Stored entries:
____________

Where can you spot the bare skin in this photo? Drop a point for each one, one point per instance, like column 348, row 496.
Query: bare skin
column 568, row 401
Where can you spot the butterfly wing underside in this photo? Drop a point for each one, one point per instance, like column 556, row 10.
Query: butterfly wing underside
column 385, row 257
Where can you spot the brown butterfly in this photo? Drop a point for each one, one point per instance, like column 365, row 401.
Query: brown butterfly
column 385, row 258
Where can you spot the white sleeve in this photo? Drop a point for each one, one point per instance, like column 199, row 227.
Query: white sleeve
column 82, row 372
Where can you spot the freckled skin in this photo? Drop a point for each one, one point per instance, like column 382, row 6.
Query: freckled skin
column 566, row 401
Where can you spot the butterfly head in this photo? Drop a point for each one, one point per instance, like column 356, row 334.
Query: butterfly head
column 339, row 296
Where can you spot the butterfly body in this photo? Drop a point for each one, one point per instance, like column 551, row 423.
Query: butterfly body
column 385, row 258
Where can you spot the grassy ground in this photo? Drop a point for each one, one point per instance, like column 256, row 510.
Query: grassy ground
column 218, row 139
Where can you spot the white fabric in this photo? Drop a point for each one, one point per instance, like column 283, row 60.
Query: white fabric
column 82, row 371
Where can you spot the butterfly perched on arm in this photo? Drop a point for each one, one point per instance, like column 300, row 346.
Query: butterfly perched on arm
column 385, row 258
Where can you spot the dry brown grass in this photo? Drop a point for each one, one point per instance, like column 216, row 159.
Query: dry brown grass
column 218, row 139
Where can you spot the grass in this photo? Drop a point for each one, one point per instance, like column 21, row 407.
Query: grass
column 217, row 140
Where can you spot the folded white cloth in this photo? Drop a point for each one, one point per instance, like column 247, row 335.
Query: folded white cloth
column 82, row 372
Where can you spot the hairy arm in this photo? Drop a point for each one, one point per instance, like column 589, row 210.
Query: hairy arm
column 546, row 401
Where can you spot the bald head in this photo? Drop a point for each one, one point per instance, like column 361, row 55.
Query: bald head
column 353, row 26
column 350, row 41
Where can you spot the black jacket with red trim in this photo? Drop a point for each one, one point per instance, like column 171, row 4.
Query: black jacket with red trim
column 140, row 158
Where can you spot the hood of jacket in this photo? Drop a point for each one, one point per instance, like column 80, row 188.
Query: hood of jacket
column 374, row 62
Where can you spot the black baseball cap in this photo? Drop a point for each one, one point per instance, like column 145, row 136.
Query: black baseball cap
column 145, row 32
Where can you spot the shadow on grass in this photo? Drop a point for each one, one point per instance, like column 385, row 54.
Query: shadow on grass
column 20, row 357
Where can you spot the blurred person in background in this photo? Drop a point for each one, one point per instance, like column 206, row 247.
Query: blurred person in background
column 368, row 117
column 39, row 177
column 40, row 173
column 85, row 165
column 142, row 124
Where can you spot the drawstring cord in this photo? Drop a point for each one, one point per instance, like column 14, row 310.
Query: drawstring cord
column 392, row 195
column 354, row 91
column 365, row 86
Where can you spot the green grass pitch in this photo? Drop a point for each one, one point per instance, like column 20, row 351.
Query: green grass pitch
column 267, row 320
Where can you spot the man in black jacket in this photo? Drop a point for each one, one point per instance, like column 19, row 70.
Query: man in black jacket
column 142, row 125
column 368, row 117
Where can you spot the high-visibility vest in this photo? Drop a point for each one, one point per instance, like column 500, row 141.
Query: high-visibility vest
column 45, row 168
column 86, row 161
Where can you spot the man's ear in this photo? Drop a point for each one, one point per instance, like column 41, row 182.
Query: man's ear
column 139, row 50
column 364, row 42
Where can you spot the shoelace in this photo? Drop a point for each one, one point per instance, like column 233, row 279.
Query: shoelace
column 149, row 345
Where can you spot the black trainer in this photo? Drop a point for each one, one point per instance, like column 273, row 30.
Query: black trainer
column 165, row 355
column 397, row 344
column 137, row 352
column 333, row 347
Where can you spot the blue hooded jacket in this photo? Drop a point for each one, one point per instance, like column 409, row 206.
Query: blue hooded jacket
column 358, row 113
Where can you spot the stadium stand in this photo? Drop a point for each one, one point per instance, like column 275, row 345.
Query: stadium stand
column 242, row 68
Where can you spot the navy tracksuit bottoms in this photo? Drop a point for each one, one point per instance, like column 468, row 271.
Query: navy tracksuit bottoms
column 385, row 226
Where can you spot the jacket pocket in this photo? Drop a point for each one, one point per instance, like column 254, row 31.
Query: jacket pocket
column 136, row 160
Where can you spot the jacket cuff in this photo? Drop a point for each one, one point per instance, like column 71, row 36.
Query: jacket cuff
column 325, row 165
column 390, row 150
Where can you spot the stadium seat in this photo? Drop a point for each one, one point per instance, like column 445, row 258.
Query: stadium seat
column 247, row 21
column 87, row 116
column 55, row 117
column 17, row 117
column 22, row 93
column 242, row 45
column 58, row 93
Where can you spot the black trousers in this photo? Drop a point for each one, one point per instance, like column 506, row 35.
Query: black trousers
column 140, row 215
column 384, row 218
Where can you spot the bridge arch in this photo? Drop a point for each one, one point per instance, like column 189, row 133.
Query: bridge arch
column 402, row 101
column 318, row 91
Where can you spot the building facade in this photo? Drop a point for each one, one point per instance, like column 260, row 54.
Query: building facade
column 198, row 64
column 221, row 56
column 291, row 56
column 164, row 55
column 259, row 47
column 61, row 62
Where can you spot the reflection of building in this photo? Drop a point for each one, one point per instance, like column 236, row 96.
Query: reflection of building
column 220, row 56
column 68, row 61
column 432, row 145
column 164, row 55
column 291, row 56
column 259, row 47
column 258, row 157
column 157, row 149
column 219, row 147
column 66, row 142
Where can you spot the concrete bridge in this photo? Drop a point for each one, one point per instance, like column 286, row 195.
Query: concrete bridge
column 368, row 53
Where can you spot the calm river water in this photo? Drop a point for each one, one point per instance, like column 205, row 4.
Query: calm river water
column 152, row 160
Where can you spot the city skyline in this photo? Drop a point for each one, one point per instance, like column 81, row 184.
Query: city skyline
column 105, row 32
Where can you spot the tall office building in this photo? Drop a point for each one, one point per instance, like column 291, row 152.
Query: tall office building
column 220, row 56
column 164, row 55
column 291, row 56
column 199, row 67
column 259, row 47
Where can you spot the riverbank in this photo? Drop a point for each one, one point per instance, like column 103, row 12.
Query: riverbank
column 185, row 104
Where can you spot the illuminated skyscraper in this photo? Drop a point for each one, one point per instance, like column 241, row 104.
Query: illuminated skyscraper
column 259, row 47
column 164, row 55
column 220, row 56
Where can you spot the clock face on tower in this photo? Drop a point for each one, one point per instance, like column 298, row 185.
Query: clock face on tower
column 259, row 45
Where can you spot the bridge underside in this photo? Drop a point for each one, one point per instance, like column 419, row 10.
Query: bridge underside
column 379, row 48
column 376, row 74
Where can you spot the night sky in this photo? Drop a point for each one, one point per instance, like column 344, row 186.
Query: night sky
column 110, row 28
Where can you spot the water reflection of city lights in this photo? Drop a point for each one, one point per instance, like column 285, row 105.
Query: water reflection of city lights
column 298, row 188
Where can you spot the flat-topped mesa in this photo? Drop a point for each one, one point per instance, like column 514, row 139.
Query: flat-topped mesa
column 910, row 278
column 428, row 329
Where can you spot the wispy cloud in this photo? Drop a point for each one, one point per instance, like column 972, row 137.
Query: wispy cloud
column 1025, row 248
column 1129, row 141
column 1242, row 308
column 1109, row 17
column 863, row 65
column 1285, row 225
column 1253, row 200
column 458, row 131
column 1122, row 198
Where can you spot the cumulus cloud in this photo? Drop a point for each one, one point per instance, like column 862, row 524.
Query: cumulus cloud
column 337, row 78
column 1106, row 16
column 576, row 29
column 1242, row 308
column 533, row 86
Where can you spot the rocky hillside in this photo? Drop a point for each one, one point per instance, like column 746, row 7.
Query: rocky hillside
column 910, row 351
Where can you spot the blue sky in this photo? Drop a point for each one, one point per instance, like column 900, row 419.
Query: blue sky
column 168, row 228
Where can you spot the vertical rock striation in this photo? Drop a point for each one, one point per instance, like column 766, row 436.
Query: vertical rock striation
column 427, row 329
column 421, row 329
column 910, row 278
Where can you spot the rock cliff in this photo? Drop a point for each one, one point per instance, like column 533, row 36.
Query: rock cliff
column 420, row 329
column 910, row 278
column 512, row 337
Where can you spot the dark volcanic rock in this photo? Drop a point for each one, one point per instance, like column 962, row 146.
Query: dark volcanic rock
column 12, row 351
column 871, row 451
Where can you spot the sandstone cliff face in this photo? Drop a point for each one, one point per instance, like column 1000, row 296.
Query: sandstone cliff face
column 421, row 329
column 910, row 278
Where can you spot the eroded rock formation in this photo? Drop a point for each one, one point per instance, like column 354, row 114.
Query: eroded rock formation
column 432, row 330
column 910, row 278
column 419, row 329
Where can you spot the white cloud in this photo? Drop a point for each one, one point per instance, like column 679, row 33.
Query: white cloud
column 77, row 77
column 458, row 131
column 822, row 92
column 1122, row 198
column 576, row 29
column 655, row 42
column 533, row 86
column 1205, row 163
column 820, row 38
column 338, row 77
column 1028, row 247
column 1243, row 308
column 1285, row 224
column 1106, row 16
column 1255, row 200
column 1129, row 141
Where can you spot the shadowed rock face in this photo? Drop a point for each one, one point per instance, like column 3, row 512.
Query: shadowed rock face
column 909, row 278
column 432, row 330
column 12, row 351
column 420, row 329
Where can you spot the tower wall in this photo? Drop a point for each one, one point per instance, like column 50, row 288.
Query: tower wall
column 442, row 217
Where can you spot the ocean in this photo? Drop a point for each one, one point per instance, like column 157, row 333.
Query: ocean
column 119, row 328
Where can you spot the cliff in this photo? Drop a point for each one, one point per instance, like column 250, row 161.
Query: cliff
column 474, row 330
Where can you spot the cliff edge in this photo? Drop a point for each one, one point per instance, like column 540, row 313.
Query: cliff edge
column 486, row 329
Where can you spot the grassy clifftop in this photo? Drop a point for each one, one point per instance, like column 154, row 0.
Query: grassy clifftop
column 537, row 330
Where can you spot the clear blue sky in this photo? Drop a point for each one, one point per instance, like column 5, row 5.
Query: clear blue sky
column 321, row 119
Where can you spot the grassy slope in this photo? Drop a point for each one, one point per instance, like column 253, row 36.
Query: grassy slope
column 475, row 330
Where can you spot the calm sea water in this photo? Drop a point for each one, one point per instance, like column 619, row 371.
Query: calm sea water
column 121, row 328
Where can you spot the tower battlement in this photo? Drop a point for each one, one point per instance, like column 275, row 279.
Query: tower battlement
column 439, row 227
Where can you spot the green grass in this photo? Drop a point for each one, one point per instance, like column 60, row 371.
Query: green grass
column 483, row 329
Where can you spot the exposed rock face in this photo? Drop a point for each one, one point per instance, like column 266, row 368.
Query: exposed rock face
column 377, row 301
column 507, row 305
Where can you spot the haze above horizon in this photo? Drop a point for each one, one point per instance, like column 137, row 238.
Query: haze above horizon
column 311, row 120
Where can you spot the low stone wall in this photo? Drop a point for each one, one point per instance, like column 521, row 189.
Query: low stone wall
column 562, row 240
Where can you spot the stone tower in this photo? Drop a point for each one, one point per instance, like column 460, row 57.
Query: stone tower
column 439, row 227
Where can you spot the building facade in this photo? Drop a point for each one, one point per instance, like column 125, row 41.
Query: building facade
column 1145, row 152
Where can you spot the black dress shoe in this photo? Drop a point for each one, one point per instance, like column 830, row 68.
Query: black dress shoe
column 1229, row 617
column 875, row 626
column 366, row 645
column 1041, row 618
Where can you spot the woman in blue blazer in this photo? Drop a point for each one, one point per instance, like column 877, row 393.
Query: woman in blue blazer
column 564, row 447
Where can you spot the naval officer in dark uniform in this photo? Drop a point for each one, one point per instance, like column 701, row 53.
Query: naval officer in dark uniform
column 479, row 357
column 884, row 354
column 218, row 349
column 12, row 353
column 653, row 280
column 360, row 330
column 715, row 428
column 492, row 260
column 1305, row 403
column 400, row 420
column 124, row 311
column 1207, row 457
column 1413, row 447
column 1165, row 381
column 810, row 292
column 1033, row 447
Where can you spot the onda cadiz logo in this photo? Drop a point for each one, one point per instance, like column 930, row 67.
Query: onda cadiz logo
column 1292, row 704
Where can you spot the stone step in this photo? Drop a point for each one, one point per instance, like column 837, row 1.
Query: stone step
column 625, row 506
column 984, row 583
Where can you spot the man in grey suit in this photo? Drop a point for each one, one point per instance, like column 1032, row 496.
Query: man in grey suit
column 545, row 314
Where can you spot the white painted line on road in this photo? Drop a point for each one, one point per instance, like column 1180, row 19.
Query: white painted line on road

____________

Exercise details: Rewrite the data from the line containing "Where can you spot the tall" through the line containing "column 110, row 28", both included, switching "Drop" to "Place" and leaving everything else unchanged.

Expected answer:
Where can you spot the tall office building in this photo? Place a point for each one, one point per instance, like column 291, row 152.
Query: tall office building
column 220, row 56
column 164, row 55
column 291, row 56
column 199, row 67
column 259, row 47
Where can you spot the riverbank in this photo? Place a point for each one, one point per instance, like column 103, row 12.
Query: riverbank
column 185, row 104
Where can you spot the illuminated skyscraper in this photo? Place a point for each one, one point per instance, like column 241, row 104.
Query: illuminated skyscraper
column 259, row 47
column 164, row 55
column 220, row 56
Where can you spot the clock face on tower in this photo? Place a point for each one, one point per instance, like column 298, row 185.
Query: clock face on tower
column 259, row 45
Where can you spot the bridge underside in this photo? Place a point for each one, one point per instance, like column 419, row 10.
Query: bridge underside
column 379, row 48
column 376, row 74
Where can you spot the night sky in this photo? Place a point for each one, one point per instance, like column 344, row 186.
Query: night sky
column 110, row 28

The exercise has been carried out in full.